- [PROBLEM DETAILS]: Every line below should be set down exactly as it appears.

- [DATA]:
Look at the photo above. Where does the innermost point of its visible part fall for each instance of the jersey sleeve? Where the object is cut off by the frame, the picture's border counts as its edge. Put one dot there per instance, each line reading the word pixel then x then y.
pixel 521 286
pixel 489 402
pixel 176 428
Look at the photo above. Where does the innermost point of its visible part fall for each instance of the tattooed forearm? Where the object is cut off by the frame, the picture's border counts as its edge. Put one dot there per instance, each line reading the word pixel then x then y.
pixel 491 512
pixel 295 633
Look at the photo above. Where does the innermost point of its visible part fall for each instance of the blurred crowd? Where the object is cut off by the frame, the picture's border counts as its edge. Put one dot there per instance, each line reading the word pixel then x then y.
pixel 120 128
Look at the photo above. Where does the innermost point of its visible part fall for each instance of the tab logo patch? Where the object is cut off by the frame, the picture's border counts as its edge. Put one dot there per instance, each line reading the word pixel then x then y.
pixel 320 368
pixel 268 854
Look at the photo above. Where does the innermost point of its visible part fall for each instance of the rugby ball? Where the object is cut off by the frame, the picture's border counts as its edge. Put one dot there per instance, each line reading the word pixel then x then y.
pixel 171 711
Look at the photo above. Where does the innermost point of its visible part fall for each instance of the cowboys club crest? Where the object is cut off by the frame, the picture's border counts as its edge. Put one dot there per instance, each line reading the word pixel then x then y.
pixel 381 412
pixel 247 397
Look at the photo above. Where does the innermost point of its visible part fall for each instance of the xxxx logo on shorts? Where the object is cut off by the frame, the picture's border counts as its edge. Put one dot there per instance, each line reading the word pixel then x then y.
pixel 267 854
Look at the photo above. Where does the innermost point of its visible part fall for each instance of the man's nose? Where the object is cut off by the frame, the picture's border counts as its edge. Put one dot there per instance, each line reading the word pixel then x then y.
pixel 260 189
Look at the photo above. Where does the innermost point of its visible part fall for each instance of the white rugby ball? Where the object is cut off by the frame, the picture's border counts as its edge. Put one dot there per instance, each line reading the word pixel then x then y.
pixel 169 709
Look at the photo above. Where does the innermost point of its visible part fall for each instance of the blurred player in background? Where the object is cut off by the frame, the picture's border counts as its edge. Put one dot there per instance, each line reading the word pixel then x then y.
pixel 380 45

- [TASK RESULT]:
Look at the photo above. Where does the innermost point of its visible part fall for each instance of the jersey sleeve? Where the object is cut off by the frame, the picture's border counts as its edge. Put one dot there per instance, each line reading the word pixel then x then y.
pixel 521 286
pixel 489 402
pixel 176 428
Look at the photo above. Where does the innermost point of its visible part fall for each instance of the tattooed forearm? Where the object is cut off by the frame, the picture's border counts as its edge. Put one dot there per instance, each line reading the word pixel then x then y.
pixel 491 512
pixel 295 633
Look at the photo above. Where does the innermost point of its visible part fall for each instance of the blurred crowd? Where the object is cut off by the frame, the picture's border counts as its edge. Put one dot there per instance, each line reading the word pixel then x then y.
pixel 120 128
Look at the photo above. Where does the innermost point of its visible part fall for each instance of the tab logo patch? Where the object is cut off by the frame, the picture's border counts as its edge. Put one dot there per instance, each line reading the word pixel then x then y.
pixel 320 368
pixel 268 854
Look at the photo above. Where does the innermost point of its visible part fall for each instance of the rugby ball? Where the object is cut off by the frame, the picture's border counts as its edge. Put one dot there per instance, each line reading the word pixel then x then y.
pixel 171 711
Look at the photo above. Where does the innermost point of its visible part fall for each instance of the cowboys club crest? Where the object is cut off by the frame, the picture's border counts as its edge. Put one dot there per instance, each line reading the word pixel then x then y.
pixel 381 412
pixel 247 397
Look at the photo above. Where does the innermost point of its visible part fall for each instance of the xxxx logo on shorts? Where the object is cut off by the frame, the picture's border counts as its edge. Put one dot there per instance, each line reading the word pixel then x then y.
pixel 267 854
Look at the photo above. Where does the innermost point of its visible part fall for each instance of the man's nose? Where the object is cut off by the frame, the picture's border counts as its edge. Put one dot there per instance, each line reading the word pixel then x then y.
pixel 260 189
Look at the photo above. Where does the innermost point of its visible part fall for each instance of the white rugby ball? Where the object is cut off by the frame, the picture's border counts as its edge. Put one dot there per instance, each line reading the word pixel then x then y.
pixel 169 709
Look at the photo above. Where does the innermost point of its visible part fall for each instance of the blurred player in background? Where the object is cut off by the frame, the picture's border counts as its edge. Put one dot there per instance, each line reading the word pixel then x then y.
pixel 380 45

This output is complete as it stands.